Information shown:
□ □ □ □ □ □ □

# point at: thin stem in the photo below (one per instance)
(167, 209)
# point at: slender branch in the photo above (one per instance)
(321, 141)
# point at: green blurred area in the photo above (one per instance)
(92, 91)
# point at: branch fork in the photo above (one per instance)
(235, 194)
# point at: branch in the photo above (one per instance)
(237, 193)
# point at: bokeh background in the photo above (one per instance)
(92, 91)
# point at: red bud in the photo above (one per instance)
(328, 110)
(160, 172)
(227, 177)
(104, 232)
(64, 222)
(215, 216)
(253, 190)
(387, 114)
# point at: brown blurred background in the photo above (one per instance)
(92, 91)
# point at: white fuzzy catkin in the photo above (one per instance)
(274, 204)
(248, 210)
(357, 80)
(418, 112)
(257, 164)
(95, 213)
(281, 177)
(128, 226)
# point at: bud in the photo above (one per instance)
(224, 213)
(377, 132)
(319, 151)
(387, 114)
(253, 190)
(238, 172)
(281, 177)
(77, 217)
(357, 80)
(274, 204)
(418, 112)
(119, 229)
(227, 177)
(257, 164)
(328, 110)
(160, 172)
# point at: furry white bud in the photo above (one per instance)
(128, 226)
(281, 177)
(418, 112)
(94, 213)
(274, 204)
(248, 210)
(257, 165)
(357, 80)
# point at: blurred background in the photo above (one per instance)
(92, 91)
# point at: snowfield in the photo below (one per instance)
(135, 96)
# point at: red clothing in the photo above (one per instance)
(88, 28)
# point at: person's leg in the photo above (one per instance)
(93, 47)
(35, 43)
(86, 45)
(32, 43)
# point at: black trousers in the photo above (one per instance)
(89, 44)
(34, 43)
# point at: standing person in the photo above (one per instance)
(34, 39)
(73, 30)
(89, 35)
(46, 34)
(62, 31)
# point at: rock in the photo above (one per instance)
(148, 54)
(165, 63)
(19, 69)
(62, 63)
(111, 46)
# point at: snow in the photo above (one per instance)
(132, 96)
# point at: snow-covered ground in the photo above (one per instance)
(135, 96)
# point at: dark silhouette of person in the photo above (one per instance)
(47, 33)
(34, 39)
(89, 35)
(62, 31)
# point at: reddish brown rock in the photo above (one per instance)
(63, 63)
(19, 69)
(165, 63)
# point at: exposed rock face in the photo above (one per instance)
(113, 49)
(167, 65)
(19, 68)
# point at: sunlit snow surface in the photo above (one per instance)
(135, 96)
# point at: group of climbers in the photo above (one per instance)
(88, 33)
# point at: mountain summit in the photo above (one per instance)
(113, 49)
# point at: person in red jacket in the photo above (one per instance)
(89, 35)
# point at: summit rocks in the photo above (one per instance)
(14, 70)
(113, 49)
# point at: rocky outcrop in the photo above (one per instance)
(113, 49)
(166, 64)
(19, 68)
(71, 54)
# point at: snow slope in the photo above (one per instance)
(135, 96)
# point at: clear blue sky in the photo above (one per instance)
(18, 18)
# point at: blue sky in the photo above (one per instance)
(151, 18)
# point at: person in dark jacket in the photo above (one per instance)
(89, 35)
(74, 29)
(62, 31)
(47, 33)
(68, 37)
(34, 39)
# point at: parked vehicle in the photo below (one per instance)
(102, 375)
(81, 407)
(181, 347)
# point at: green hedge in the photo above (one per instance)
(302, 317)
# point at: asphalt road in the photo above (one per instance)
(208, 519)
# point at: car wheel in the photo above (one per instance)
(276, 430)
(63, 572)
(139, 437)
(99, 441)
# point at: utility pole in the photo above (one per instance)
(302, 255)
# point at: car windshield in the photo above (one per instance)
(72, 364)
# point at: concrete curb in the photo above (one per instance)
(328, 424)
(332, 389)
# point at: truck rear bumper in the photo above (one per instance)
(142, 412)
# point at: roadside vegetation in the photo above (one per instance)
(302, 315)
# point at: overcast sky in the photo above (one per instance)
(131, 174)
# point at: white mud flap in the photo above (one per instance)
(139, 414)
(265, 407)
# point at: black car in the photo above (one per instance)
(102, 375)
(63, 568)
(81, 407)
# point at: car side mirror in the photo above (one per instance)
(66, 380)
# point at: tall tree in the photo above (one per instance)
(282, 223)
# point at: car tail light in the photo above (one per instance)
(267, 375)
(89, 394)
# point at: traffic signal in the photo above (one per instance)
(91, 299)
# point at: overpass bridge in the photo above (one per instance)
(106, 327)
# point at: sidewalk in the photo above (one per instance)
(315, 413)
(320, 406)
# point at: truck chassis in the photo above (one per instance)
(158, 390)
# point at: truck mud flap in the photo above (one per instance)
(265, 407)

□ □ □ □ □ □ □

Aim of the task: Write out the records above again, keeping each one identical to the original.

Written response:
# point at: thin stem in the photo below (one per instance)
(167, 209)
# point at: slender branch in the photo above (one per instance)
(321, 141)
# point at: green blurred area in the photo above (one per instance)
(92, 91)
# point at: branch fork in the photo above (one per instance)
(235, 194)
# point at: branch in the photo above (one per instance)
(237, 193)
# point at: bokeh background in the photo above (one per instance)
(92, 91)
# point at: red bud in the photo above (one per instance)
(328, 110)
(160, 172)
(227, 177)
(104, 232)
(64, 222)
(215, 216)
(253, 190)
(387, 114)
# point at: brown blurred background in the photo above (one per instance)
(92, 91)
# point at: white fuzzy catkin in the photo above (one per instance)
(274, 204)
(248, 210)
(357, 80)
(418, 112)
(257, 164)
(95, 213)
(281, 177)
(128, 226)
# point at: bud in the photo above (one per instance)
(224, 213)
(377, 132)
(319, 151)
(387, 114)
(253, 190)
(238, 172)
(281, 177)
(77, 217)
(357, 80)
(274, 204)
(418, 112)
(119, 229)
(227, 177)
(257, 164)
(328, 110)
(160, 172)
# point at: furry white bud in the photo above (one per instance)
(128, 226)
(281, 177)
(418, 112)
(94, 213)
(274, 204)
(248, 210)
(257, 165)
(357, 80)
# point at: blurred background in the photo above (one per instance)
(92, 91)
# point at: snowfield in the photo below (one per instance)
(135, 96)
# point at: red clothing in the photo above (one per instance)
(88, 28)
# point at: person's leg in the photo above (one per instance)
(93, 47)
(35, 43)
(86, 45)
(32, 43)
# point at: black trousers in the photo above (one per instance)
(89, 44)
(34, 43)
# point at: standing person in the photo above (one per instance)
(34, 39)
(73, 30)
(89, 35)
(46, 34)
(62, 31)
# point at: rock in the photo above (one per instance)
(148, 54)
(165, 63)
(19, 69)
(62, 63)
(111, 46)
# point at: snow in the photo above (one per instance)
(132, 96)
# point at: snow-covered ground in the photo above (one per instance)
(135, 96)
# point at: dark silhouette of person in the photo above (one per instance)
(47, 33)
(34, 39)
(89, 35)
(62, 31)
# point at: reddish brown rock in the photo above (one per instance)
(63, 63)
(19, 69)
(165, 63)
# point at: exposed rock face in the photo above (one per instance)
(113, 49)
(167, 65)
(19, 68)
# point at: sunlit snow surface in the photo above (one per instance)
(135, 96)
# point at: group of climbers in the photo above (one per instance)
(88, 33)
# point at: mountain summit in the photo above (one per instance)
(113, 49)
# point at: person in red jacket in the photo above (one per instance)
(89, 35)
# point at: summit rocks in the photo above (one per instance)
(14, 70)
(113, 49)
# point at: rocky outcrop in the photo above (one per instance)
(113, 49)
(166, 64)
(19, 68)
(71, 54)
# point at: snow slope in the photo above (one per instance)
(135, 96)
# point at: clear blue sky in the photo above (one per instance)
(18, 18)
# point at: blue sky in the photo above (one per instance)
(151, 18)
# point at: person in dark jacket in the photo above (one per instance)
(89, 35)
(74, 29)
(62, 31)
(47, 33)
(68, 37)
(34, 39)
# point at: parked vehicle in the photo below (one per instance)
(102, 375)
(81, 407)
(181, 347)
# point at: green hedge in the photo above (one per instance)
(302, 317)
# point at: asphalt road in the photo above (one per instance)
(208, 519)
# point at: car wheel in the photo above (one per instance)
(276, 430)
(63, 572)
(139, 437)
(99, 441)
# point at: utility pole in the photo above (one per instance)
(302, 255)
# point at: car windshield in the photo above (one per instance)
(72, 364)
# point at: concrete curb in the photo above (one per instance)
(328, 424)
(332, 389)
# point at: truck rear bumper in the photo above (one per instance)
(142, 412)
# point at: roadside vegetation in the photo above (one per instance)
(302, 315)
# point at: overcast sky in the photo above (one per instance)
(131, 174)
# point at: white mud flap in the photo above (one per instance)
(139, 414)
(265, 407)
# point at: black car in the photo above (one per instance)
(102, 375)
(63, 568)
(81, 407)
# point at: car side mirror in the photo above (one per instance)
(66, 380)
# point at: tall tree in the photo above (one per instance)
(282, 223)
# point at: car tail light in the photo above (one per instance)
(267, 375)
(89, 394)
# point at: traffic signal in the photo above (one per instance)
(91, 299)
# point at: overpass bridge in the photo above (one per instance)
(106, 327)
# point at: sidewalk in the photo above (one per instance)
(315, 413)
(320, 406)
# point at: truck chassis in the photo above (one per instance)
(158, 390)
# point at: truck mud flap in the photo above (one per instance)
(265, 407)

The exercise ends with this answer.